--- start Data section ---

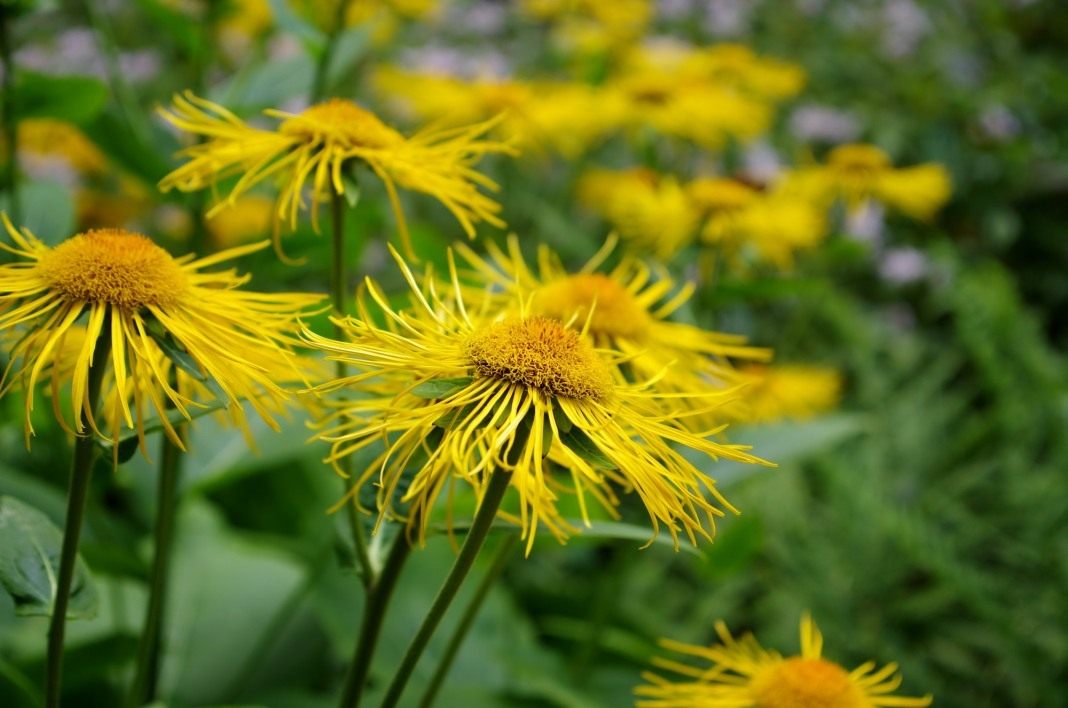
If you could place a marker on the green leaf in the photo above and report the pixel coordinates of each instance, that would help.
(29, 563)
(441, 388)
(74, 98)
(580, 443)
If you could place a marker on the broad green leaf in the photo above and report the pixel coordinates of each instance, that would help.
(29, 563)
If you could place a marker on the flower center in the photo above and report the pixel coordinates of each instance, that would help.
(806, 683)
(539, 354)
(113, 266)
(859, 158)
(615, 311)
(717, 194)
(341, 122)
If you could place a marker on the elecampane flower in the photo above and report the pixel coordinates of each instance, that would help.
(742, 674)
(457, 394)
(315, 147)
(136, 299)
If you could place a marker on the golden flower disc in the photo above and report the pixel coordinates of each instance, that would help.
(615, 311)
(113, 266)
(800, 682)
(539, 354)
(859, 158)
(343, 123)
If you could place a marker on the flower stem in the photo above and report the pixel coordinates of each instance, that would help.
(501, 560)
(10, 120)
(374, 613)
(148, 651)
(476, 536)
(81, 470)
(326, 58)
(339, 287)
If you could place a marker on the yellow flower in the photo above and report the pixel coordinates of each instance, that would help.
(652, 213)
(457, 394)
(788, 391)
(625, 310)
(139, 303)
(857, 173)
(745, 675)
(319, 144)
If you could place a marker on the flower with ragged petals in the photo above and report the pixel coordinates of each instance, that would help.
(451, 394)
(141, 307)
(739, 673)
(318, 145)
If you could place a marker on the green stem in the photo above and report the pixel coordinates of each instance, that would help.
(81, 470)
(146, 675)
(476, 536)
(326, 58)
(10, 120)
(339, 288)
(501, 560)
(374, 613)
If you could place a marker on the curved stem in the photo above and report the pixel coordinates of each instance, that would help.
(148, 651)
(81, 470)
(501, 560)
(476, 536)
(374, 613)
(339, 287)
(10, 120)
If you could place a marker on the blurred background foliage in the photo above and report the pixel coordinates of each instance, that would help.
(921, 522)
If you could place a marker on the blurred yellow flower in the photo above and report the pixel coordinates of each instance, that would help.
(787, 391)
(652, 213)
(859, 172)
(137, 300)
(742, 674)
(319, 144)
(625, 309)
(459, 393)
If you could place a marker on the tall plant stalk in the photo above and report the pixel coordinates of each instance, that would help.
(81, 470)
(476, 536)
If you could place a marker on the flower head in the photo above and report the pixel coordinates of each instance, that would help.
(458, 393)
(318, 145)
(153, 316)
(745, 675)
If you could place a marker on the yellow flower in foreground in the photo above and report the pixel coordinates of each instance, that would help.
(140, 305)
(745, 675)
(625, 310)
(319, 144)
(857, 173)
(652, 213)
(457, 395)
(788, 391)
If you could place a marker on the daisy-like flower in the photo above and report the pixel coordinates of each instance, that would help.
(319, 144)
(624, 309)
(458, 394)
(744, 675)
(142, 307)
(857, 173)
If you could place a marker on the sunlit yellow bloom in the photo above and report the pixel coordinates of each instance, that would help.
(138, 301)
(652, 213)
(742, 674)
(788, 391)
(319, 144)
(773, 225)
(625, 309)
(857, 173)
(457, 393)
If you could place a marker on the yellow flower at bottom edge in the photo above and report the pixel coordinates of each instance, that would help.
(626, 310)
(316, 146)
(745, 675)
(136, 299)
(457, 395)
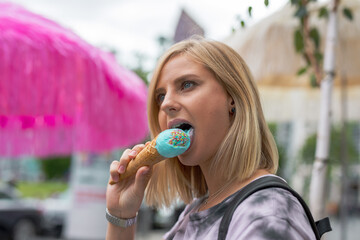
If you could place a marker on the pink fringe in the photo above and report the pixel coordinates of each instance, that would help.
(59, 94)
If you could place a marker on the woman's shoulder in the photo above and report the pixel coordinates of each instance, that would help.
(271, 210)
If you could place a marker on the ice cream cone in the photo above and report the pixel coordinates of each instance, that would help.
(170, 143)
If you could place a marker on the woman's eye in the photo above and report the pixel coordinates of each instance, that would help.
(187, 85)
(160, 98)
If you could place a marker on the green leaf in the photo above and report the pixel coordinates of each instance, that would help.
(299, 41)
(242, 24)
(302, 71)
(318, 56)
(348, 13)
(313, 81)
(249, 10)
(315, 36)
(301, 12)
(323, 13)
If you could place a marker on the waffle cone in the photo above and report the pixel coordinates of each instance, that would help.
(146, 157)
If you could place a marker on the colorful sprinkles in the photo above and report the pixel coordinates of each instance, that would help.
(179, 138)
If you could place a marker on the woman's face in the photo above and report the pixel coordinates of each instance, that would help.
(189, 96)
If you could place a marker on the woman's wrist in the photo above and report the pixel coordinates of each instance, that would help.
(120, 222)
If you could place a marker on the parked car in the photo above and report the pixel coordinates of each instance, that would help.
(20, 219)
(55, 210)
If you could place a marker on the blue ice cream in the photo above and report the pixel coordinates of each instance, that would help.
(172, 142)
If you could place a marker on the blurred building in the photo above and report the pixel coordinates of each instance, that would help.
(288, 99)
(186, 27)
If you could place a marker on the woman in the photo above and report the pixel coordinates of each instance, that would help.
(205, 85)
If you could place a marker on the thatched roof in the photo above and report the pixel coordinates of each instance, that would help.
(268, 46)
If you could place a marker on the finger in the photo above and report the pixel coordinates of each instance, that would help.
(114, 174)
(124, 160)
(136, 149)
(142, 178)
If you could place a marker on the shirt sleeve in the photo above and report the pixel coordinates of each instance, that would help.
(271, 228)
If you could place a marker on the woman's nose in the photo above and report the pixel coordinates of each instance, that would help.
(170, 104)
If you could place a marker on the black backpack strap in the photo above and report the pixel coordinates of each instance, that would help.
(323, 226)
(263, 183)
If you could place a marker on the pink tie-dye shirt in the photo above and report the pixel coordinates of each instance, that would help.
(271, 213)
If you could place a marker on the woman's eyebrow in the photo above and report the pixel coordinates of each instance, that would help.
(177, 81)
(185, 77)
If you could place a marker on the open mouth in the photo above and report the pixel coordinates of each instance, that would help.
(188, 128)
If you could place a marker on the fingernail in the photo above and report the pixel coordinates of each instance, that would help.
(146, 171)
(121, 169)
(116, 178)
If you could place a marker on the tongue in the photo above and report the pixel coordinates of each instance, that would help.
(190, 132)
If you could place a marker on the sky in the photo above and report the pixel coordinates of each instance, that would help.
(131, 27)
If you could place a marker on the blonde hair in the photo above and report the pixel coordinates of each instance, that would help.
(248, 145)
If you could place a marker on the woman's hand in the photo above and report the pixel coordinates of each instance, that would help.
(124, 198)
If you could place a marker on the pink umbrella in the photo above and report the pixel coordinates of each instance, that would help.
(58, 94)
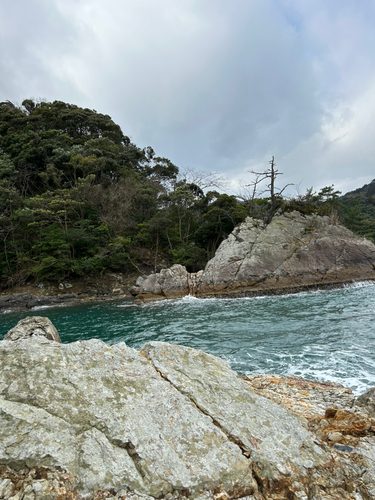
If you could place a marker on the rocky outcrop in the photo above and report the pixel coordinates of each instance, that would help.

--- end Data section ---

### Given instruction
Could you turn all of the material above into a JSON list of strings with one string per line, skipping blank lines and leaving the pictures out?

### Solution for this exercise
[
  "If you could place a marker on the green leaf in the photo above and report the pixel coordinates of each instance, that would help.",
  "(29, 563)",
  "(441, 388)",
  "(74, 98)",
  "(580, 443)",
  "If you could place a marker on the broad green leaf in the photo above and report the pixel coordinates of each instance, that would help.",
  "(29, 563)",
  "If you could place a marker on the flower center in the photo above and report the pixel coordinates of each instance, that would help.",
  "(806, 683)",
  "(539, 354)",
  "(113, 266)",
  "(859, 158)",
  "(615, 311)",
  "(717, 194)",
  "(341, 122)",
  "If you could place a marker on the elecampane flower in the photo above and report the pixel coordinates of each instance, that would help.",
  "(742, 674)",
  "(457, 394)",
  "(315, 147)",
  "(136, 299)",
  "If you could place a marker on the golden flower disc in the photo above and report the pixel coordinates of each instance, that would help.",
  "(615, 311)",
  "(113, 266)",
  "(800, 682)",
  "(539, 354)",
  "(859, 158)",
  "(343, 123)",
  "If you could place a marker on the flower stem in the photo above and report the pixel coordinates of each instance, that would help.",
  "(501, 560)",
  "(10, 120)",
  "(374, 613)",
  "(148, 651)",
  "(476, 536)",
  "(81, 470)",
  "(326, 58)",
  "(339, 287)",
  "If you could place a marker on the yellow flower in the photo above and report the pixel coordinates of each instance, that would help.",
  "(652, 213)",
  "(457, 394)",
  "(788, 391)",
  "(625, 310)",
  "(139, 303)",
  "(857, 173)",
  "(745, 675)",
  "(319, 144)",
  "If you could place a marker on the flower with ragged petals in the photo above and report the pixel coordinates of each instance, that would help.",
  "(451, 394)",
  "(141, 307)",
  "(739, 673)",
  "(318, 145)",
  "If you could place a marker on the green stem in the photo above and report the pixel coordinates of each instance, that would help.",
  "(81, 470)",
  "(146, 675)",
  "(476, 536)",
  "(326, 58)",
  "(10, 120)",
  "(339, 288)",
  "(501, 560)",
  "(374, 613)",
  "If you could place a marker on the curved stem in the photo above and report the pixel coordinates of each instance, that would help.",
  "(148, 651)",
  "(81, 470)",
  "(501, 560)",
  "(476, 536)",
  "(374, 613)",
  "(339, 287)",
  "(10, 120)",
  "If you could place a marker on the blurred background foliage in the photo above and report the pixel coordinates of each instance, that would help.",
  "(921, 522)",
  "If you could place a marker on the blurred yellow flower in the photo above and report the pixel coordinates of each instance, that would help.",
  "(787, 391)",
  "(652, 213)",
  "(859, 172)",
  "(137, 300)",
  "(742, 674)",
  "(319, 144)",
  "(625, 309)",
  "(459, 393)",
  "If you could place a marker on the tall plant stalk in the photo above and report the pixel coordinates of each instance, that would help.",
  "(81, 470)",
  "(476, 536)",
  "If you could place a marker on the flower head in the photo above and report the pixel coordinates of each instance, that would help.",
  "(458, 393)",
  "(318, 145)",
  "(153, 316)",
  "(745, 675)",
  "If you could place a marker on the yellow flower in foreground in the photo above and report the pixel coordinates of each instance, that would help.",
  "(140, 305)",
  "(745, 675)",
  "(625, 310)",
  "(319, 144)",
  "(857, 173)",
  "(652, 213)",
  "(457, 395)",
  "(788, 391)",
  "If you could place a marker on the daisy-like flower in the photo above and report the pixel coordinates of each instance, that would help.",
  "(319, 144)",
  "(624, 309)",
  "(458, 394)",
  "(744, 675)",
  "(142, 307)",
  "(857, 173)",
  "If you could place a marker on the sunlit yellow bloom in the photo above and report the pixel coordinates of each instance, that would help.",
  "(138, 301)",
  "(652, 213)",
  "(742, 674)",
  "(788, 391)",
  "(319, 144)",
  "(773, 225)",
  "(625, 309)",
  "(857, 173)",
  "(457, 393)",
  "If you could place a marker on the yellow flower at bottom edge in the photo above and report the pixel coordinates of each instance, that would help.",
  "(626, 310)",
  "(316, 146)",
  "(745, 675)",
  "(136, 299)",
  "(457, 395)",
  "If you could place a marker on the pink fringe in the photo above and report the pixel coordinates of each instance, that would help.",
  "(59, 94)",
  "If you could place a marker on the woman's shoulder in the photo above and report the pixel coordinates of each instance, that would help.",
  "(271, 210)",
  "If you could place a marker on the ice cream cone in the photo above and report the pixel coordinates of each instance, that would help.",
  "(170, 143)",
  "If you could place a marker on the woman's eye in the photo above and report the pixel coordinates of each instance, that would help.",
  "(187, 85)",
  "(160, 98)",
  "If you could place a marker on the green leaf in the photo above and report the pixel coordinates of each instance, that would help.",
  "(299, 41)",
  "(242, 24)",
  "(302, 71)",
  "(318, 56)",
  "(348, 13)",
  "(313, 81)",
  "(249, 10)",
  "(315, 36)",
  "(301, 12)",
  "(323, 13)",
  "If you could place a marker on the waffle cone in the photo above and report the pixel coordinates of each instance, that would help.",
  "(146, 157)",
  "If you could place a marker on the colorful sprinkles in the photo above and report the pixel coordinates of each instance, that would help.",
  "(179, 138)",
  "If you could place a marker on the woman's face in the photo above and report the pixel coordinates of each instance, that would help.",
  "(189, 96)",
  "If you could place a marker on the woman's wrist in the photo above and report the pixel coordinates of each instance, that would help.",
  "(120, 222)",
  "If you could place a marker on the parked car in the photo above and report the pixel coordinates of each instance, that would help.",
  "(20, 219)",
  "(55, 210)",
  "If you could place a marker on the blue ice cream in the photo above and report the pixel coordinates of each instance, that would help.",
  "(172, 142)",
  "If you could place a marker on the blurred building in the photo above and report the pixel coordinates of each instance, that would help.",
  "(288, 99)",
  "(186, 27)",
  "If you could place a marker on the woman in the photo above and report the pixel coordinates of each instance, that would help.",
  "(205, 85)",
  "If you could place a marker on the thatched roof in the photo above and report the pixel coordinates of each instance, that would help.",
  "(268, 46)",
  "If you could place a marker on the finger in the photo above and report the pixel coordinates of each instance, that would help.",
  "(114, 174)",
  "(124, 160)",
  "(136, 149)",
  "(142, 178)",
  "If you could place a marker on the shirt sleeve in the photo above and report the pixel coordinates of each instance, that would help.",
  "(271, 228)",
  "If you could place a marker on the woman's nose in the photo above and report the pixel coordinates of each instance, that would help.",
  "(170, 104)",
  "If you could place a marker on the black backpack strap in the photo above and report the pixel coordinates of each instance, that would help.",
  "(323, 226)",
  "(263, 183)",
  "If you could place a marker on the pink tie-dye shirt in the photo above and report the pixel coordinates of each instance, that would help.",
  "(271, 213)",
  "If you could place a marker on the woman's eyebrow in the photo above and report the pixel coordinates of each instance, that would help.",
  "(177, 81)",
  "(185, 77)",
  "If you could place a marker on the open mouth in the photo above and report the pixel coordinates of each instance, that would help.",
  "(188, 128)",
  "If you could place a marker on the fingernail in the photo above and report the pixel coordinates of each instance, that would help.",
  "(146, 171)",
  "(121, 169)",
  "(116, 178)",
  "If you could place a marker on the tongue in the photo above and report the pixel coordinates of each instance, that would help.",
  "(190, 132)",
  "If you could place a marker on the sky in the photo above and report the pixel coordinates of each instance, that would help.",
  "(131, 27)",
  "If you could place a marker on the blonde hair in the photo above and report the pixel coordinates of each instance, that would help.",
  "(248, 145)",
  "If you could place a marker on the woman's hand in the photo above and report the pixel coordinates of each instance, that would help.",
  "(124, 198)",
  "If you could place a marker on the pink umbrella in the photo above and report the pixel coordinates of each instance, that would help.",
  "(58, 94)",
  "If you could place a marker on the rocky outcrop in the photo above and report the pixel coordinates of each instance, that would help."
]